→ Exercise requirements
Transcribe verbatim everything from the line containing "606, row 320." down to the line containing "column 162, row 32", including both of those lines.

→ Items
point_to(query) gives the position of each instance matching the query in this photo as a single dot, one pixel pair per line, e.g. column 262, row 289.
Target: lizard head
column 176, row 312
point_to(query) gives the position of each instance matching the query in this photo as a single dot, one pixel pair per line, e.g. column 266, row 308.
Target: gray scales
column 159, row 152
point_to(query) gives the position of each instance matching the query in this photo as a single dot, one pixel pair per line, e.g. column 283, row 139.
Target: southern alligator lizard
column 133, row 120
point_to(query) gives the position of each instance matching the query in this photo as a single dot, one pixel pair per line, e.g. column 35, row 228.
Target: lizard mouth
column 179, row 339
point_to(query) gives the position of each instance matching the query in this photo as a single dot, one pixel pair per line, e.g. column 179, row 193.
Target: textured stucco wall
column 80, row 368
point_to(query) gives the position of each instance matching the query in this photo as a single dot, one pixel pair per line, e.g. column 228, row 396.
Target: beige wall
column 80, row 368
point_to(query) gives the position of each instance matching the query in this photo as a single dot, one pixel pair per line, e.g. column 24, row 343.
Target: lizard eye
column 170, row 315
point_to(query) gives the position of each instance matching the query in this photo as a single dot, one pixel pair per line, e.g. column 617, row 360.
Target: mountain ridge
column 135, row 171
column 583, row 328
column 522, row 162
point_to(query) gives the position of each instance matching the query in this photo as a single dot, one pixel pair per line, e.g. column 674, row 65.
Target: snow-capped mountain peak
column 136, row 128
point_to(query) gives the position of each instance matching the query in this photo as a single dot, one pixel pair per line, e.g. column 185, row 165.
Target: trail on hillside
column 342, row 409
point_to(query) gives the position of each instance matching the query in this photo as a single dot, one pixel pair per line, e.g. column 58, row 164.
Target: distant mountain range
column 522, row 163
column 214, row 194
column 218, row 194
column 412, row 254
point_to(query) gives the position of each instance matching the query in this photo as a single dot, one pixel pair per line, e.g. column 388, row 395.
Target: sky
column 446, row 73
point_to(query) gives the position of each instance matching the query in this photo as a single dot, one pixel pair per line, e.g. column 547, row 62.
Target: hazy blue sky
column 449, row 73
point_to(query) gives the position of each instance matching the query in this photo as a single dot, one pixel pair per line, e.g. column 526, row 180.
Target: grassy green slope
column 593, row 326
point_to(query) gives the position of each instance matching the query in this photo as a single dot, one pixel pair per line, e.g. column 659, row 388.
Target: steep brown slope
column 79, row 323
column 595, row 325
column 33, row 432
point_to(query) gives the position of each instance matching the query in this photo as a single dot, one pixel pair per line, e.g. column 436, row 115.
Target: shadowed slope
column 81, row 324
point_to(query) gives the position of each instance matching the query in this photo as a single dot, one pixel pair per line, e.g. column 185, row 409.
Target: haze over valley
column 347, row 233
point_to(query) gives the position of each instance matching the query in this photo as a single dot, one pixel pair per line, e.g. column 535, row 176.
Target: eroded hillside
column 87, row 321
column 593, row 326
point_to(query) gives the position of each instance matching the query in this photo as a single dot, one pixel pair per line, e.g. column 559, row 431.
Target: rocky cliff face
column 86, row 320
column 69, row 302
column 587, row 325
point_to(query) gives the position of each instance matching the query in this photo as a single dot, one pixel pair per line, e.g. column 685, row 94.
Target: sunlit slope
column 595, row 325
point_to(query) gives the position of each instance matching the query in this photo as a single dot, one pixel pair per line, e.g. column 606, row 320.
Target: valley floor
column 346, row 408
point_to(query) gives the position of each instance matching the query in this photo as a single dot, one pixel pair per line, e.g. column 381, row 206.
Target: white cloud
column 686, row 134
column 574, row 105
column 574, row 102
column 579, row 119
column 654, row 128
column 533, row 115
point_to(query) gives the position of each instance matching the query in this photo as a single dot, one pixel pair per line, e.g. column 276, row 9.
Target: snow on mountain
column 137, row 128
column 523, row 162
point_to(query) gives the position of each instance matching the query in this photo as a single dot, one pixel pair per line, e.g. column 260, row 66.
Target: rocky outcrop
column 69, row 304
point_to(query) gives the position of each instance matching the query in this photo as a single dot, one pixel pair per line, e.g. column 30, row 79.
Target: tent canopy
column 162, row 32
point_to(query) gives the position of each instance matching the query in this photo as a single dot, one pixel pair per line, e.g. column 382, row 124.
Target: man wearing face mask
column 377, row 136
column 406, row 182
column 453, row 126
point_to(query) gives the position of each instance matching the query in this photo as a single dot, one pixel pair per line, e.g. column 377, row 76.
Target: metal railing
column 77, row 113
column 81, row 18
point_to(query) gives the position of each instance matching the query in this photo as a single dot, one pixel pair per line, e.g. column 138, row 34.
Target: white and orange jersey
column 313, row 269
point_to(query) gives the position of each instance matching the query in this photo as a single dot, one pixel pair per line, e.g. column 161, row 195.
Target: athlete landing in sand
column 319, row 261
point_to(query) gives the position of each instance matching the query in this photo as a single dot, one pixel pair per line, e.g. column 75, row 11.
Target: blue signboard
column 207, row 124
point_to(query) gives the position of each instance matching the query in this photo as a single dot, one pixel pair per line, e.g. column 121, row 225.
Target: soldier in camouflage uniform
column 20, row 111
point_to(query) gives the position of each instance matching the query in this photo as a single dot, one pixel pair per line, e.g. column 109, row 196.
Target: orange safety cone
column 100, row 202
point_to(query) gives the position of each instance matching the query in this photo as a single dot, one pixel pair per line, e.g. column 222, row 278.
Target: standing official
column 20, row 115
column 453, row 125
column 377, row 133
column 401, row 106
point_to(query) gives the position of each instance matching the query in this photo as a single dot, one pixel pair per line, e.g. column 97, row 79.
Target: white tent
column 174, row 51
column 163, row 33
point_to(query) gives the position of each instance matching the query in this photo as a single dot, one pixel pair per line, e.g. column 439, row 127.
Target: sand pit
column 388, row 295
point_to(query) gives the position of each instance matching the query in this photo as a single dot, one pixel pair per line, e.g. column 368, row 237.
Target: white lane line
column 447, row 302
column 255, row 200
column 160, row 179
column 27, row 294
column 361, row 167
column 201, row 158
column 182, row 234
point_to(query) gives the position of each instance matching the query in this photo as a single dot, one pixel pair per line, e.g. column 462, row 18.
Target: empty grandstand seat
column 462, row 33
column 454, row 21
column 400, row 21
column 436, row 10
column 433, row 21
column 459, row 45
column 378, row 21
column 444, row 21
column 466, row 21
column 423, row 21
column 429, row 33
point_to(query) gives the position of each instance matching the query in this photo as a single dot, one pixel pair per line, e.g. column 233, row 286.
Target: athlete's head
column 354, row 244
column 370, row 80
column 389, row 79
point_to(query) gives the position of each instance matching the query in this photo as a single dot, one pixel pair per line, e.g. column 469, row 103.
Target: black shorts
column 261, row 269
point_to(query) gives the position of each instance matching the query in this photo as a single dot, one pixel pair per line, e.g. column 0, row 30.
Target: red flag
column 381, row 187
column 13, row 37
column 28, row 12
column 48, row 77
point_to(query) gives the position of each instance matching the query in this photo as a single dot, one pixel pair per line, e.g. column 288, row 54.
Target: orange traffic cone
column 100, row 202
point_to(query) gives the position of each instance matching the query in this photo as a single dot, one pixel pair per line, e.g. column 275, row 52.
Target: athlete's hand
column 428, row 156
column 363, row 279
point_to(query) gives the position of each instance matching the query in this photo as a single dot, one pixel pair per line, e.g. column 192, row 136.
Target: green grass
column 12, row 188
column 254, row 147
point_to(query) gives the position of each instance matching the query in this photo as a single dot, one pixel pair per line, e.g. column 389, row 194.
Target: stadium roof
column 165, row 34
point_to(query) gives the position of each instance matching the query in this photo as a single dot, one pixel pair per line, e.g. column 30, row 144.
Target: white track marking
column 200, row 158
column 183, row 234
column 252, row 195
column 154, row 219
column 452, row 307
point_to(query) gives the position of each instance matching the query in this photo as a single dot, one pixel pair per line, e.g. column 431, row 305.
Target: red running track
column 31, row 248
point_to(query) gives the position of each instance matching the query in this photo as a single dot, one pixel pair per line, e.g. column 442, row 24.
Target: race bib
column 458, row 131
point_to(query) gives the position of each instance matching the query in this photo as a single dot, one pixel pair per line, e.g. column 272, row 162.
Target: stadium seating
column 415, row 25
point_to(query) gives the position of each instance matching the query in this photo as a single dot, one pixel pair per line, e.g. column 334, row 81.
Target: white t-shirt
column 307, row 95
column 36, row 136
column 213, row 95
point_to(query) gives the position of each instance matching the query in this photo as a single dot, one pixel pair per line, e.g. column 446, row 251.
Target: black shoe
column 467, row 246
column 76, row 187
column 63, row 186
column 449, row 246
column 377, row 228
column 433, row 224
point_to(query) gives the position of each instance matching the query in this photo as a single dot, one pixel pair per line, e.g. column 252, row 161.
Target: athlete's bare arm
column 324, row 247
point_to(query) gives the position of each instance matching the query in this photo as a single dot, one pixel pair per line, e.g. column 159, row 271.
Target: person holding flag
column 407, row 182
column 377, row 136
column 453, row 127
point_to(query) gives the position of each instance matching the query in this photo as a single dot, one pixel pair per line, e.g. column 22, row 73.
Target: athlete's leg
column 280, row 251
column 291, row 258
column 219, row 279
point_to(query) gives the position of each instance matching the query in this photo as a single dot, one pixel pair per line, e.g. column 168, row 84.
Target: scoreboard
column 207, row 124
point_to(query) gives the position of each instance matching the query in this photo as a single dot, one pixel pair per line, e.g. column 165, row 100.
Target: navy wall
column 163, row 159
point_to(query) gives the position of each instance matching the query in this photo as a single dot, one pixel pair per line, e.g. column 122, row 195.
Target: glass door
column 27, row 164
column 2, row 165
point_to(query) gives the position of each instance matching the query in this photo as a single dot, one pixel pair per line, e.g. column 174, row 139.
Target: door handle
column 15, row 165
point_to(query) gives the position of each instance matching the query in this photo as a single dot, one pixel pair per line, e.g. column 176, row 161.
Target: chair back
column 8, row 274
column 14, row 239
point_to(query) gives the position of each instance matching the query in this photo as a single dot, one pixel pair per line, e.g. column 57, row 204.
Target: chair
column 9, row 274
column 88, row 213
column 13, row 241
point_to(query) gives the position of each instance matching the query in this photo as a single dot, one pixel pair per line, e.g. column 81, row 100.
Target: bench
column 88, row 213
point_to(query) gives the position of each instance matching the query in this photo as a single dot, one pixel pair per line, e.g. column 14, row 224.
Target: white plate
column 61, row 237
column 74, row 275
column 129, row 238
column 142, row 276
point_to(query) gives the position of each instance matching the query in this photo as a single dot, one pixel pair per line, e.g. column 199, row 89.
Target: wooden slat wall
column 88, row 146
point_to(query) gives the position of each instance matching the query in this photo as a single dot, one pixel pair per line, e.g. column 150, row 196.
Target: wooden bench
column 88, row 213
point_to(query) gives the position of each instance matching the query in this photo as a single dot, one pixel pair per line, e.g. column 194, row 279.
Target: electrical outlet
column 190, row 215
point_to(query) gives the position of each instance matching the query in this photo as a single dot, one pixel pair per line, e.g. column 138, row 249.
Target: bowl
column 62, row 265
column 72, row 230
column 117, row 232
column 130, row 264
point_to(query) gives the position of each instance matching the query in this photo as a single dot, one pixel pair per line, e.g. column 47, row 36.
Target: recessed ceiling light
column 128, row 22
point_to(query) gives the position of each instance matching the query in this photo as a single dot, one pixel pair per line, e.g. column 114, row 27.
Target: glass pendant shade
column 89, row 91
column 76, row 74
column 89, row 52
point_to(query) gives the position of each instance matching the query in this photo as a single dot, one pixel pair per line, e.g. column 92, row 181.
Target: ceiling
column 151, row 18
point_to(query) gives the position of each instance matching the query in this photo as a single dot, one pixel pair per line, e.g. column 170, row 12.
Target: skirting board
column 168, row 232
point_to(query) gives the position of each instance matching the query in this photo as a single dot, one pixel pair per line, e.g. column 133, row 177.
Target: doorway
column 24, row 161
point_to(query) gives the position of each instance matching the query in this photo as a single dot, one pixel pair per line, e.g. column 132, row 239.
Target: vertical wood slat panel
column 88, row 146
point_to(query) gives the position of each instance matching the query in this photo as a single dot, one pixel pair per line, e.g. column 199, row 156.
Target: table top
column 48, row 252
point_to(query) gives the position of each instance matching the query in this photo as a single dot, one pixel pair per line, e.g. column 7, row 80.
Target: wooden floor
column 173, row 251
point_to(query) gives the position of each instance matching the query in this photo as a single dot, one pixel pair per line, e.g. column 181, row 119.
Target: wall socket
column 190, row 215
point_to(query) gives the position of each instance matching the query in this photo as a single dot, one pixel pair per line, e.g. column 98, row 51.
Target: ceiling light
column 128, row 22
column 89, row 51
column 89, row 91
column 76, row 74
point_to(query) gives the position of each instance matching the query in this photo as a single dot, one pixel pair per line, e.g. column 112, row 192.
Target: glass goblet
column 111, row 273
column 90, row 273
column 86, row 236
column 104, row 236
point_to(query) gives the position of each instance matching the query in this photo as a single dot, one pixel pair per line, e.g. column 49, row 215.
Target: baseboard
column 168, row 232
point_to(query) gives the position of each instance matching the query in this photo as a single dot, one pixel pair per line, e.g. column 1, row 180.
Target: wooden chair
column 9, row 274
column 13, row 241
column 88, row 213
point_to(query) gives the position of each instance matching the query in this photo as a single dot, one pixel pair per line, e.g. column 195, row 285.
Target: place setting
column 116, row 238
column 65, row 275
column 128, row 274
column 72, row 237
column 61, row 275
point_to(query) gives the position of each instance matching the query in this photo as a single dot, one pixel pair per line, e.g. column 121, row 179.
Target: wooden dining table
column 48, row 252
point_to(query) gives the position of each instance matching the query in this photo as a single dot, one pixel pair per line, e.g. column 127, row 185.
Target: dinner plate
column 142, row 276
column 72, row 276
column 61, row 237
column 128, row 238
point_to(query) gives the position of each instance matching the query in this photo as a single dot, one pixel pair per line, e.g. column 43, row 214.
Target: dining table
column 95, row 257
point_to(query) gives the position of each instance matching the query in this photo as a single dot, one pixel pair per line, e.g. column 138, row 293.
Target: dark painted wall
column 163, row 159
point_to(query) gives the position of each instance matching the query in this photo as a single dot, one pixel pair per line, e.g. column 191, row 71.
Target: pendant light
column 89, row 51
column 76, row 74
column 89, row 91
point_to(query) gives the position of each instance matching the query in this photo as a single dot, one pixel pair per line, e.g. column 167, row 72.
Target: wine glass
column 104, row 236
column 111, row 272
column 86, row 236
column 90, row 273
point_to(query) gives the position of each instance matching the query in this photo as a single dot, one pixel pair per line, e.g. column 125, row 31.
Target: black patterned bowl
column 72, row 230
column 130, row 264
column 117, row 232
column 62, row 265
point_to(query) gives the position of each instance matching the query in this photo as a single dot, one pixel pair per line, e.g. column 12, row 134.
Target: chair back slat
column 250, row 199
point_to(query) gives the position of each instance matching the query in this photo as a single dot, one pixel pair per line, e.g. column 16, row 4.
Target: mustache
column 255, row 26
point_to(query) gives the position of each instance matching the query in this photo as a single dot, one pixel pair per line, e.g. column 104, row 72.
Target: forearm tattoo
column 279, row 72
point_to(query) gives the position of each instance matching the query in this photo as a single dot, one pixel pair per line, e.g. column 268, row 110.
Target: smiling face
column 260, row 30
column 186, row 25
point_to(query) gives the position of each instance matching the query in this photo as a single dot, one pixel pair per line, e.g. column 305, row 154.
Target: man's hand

→ Response for this exercise
point_to(query) gives the position of each instance matching the query in this photo as a single dot, one pixel pair per line, e.g. column 606, row 320.
Target: valley floor
column 346, row 408
point_to(query) gives the position of each instance matching the query in this photo as a single dot, one pixel pair per line, e.g. column 381, row 206.
Target: white cloud
column 686, row 134
column 574, row 105
column 574, row 102
column 579, row 119
column 654, row 128
column 533, row 115
point_to(query) gives the position of each instance matching the query in this photo as a single dot, one pixel pair per line, e.g. column 276, row 9.
Target: snow on mountain
column 137, row 128
column 523, row 162
point_to(query) gives the position of each instance matching the query in this photo as a single dot, one pixel pair per line, e.g. column 260, row 66.
Target: rocky outcrop
column 69, row 304
point_to(query) gives the position of each instance matching the query in this photo as a single dot, one pixel pair per line, e.g. column 30, row 79.
Target: tent canopy
column 162, row 32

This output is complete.